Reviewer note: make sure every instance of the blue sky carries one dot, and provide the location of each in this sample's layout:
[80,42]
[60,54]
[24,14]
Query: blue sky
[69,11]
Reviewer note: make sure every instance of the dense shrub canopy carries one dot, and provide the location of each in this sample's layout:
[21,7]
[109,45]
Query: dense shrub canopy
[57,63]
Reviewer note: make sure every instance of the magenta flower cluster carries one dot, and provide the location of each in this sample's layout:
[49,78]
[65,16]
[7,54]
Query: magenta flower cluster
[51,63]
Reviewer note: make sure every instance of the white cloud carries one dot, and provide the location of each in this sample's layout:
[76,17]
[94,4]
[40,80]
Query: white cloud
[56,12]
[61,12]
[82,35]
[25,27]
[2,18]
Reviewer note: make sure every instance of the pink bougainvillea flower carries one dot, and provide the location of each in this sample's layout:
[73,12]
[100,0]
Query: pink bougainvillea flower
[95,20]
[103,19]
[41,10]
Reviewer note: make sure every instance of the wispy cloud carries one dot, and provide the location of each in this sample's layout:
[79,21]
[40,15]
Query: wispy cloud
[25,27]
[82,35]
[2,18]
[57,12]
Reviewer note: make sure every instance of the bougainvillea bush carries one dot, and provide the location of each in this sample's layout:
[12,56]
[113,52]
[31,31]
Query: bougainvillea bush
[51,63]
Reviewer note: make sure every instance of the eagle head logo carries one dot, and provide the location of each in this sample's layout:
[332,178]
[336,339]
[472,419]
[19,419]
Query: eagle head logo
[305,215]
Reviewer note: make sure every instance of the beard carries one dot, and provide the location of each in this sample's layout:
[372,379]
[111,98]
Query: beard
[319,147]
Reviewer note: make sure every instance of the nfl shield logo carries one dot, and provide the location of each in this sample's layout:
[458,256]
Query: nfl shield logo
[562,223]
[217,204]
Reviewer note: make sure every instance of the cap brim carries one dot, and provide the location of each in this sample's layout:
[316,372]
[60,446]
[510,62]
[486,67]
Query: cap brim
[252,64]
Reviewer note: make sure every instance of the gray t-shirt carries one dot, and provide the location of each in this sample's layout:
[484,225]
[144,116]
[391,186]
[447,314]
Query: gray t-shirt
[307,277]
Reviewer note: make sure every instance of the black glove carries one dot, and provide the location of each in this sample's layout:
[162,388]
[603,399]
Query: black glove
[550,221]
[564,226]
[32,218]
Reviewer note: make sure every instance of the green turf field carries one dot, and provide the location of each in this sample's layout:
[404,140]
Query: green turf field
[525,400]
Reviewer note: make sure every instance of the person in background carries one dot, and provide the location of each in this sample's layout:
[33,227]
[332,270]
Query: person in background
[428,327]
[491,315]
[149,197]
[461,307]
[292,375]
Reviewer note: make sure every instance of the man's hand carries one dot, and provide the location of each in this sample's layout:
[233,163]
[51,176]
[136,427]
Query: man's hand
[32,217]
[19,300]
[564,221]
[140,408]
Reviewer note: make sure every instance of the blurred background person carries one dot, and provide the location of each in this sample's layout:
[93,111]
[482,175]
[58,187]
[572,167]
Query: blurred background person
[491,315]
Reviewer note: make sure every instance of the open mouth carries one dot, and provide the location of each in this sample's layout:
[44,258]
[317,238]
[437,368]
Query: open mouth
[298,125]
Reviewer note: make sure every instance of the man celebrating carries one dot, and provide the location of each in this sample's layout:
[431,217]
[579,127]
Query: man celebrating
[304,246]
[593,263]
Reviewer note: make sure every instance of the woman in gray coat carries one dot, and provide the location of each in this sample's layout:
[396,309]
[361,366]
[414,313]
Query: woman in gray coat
+---+
_TRY IT:_ The records above must be retyped in full, exactly.

_EXERCISE RESULT:_
Reviewer note: make sure every instance of the blue sky carries one dot, and provide the location of each in this sample's layout:
[80,42]
[60,54]
[24,14]
Query: blue sky
[69,11]
Reviewer note: make sure every instance of the dense shrub canopy carries one dot, and provide the location of each in this sample's layout:
[21,7]
[109,45]
Query: dense shrub canopy
[57,63]
Reviewer note: make sure every instance of the magenta flower cluster carries one dot, and provide the location of each in this sample's layout:
[49,78]
[65,16]
[7,54]
Query: magenta flower cluster
[51,63]
Reviewer note: make sure every instance of the white cloud carries one dot, and provide the location of each in this sample's layout:
[76,17]
[94,4]
[40,80]
Query: white cloud
[56,12]
[61,12]
[82,35]
[25,27]
[2,18]
Reviewer note: make sure every instance of the pink bougainvillea flower carries one dot, and provide the location of each in this sample's layout:
[73,12]
[100,0]
Query: pink bougainvillea flower
[95,20]
[103,19]
[41,10]
Reviewer note: make sure every instance of the wispy cloud carries one dot, and provide the location of each in this sample's layout:
[79,21]
[40,15]
Query: wispy cloud
[25,27]
[82,35]
[2,18]
[57,12]
Reviewer note: make sure every instance of the bougainvillea bush carries one dot, and provide the location of each in this sample's layout:
[12,56]
[113,52]
[31,31]
Query: bougainvillea bush
[51,63]
Reviewer note: make sure every instance of the eagle head logo carries one dot, and provide the location of each in this sample's layout:
[332,178]
[336,339]
[472,419]
[19,419]
Query: eagle head logo
[305,215]
Reviewer note: make sure every instance of the beard carries one dot, and provide the location of each in this sample's layout:
[372,379]
[111,98]
Query: beard
[319,147]
Reviewer note: make sure every instance of the nfl shield logo carries one dot, and provide the location of each in this sample's layout:
[458,256]
Query: nfl shield logo
[562,223]
[217,204]
Reviewer note: make sure every instance of the cap brim carries one dot, and provide the location of each in this sample's layout:
[316,372]
[60,446]
[510,62]
[486,67]
Query: cap brim
[252,64]
Reviewer note: make sure every instance of the gray t-shirt carries one dot, and provide the location of each in this sample's layout:
[484,225]
[144,116]
[391,186]
[447,314]
Query: gray t-shirt
[307,277]
Reviewer note: make sure every instance of the black glove carries one dot, and provide the location of each in this sample's layout:
[162,388]
[603,399]
Query: black glove
[550,221]
[564,226]
[32,218]
Reviewer note: make sure every instance of the green turf field carries one dot, and provide the location of each in this sample's layout:
[404,140]
Query: green turf field
[525,400]
Reviewer note: make sure every instance of the person in background carries one dot, and provide the location of each in this sample's layout:
[33,227]
[332,270]
Query: person in background
[428,327]
[491,315]
[149,197]
[461,307]
[292,375]
Reviewer note: make sure every instance of the man's hand carries one dot, and provide the location of each in this sample's layout:
[233,163]
[51,176]
[136,427]
Query: man's hand
[32,217]
[19,300]
[564,221]
[140,408]
Reviewer note: make sure every instance of the blurred background person carries one dot, and provide the location of each in this sample's layout:
[93,111]
[482,175]
[58,187]
[572,167]
Query: blurred background person
[491,315]
Reviewer note: make sure every instance of the open mouth carries one dot, and provide the location of each in this sample's layout:
[44,258]
[317,238]
[437,368]
Query: open mouth
[298,125]
Reviewer note: make sure every instance of the man celebrating carries one dot, and provide the location of each in this sample's layout:
[431,217]
[579,127]
Query: man celebrating
[304,246]
[593,263]
Reviewer note: make sure every instance of the woman in gray coat carries one dot, and provide the location of each in this sample's layout:
[396,309]
[361,366]
[414,313]
Query: woman in gray coat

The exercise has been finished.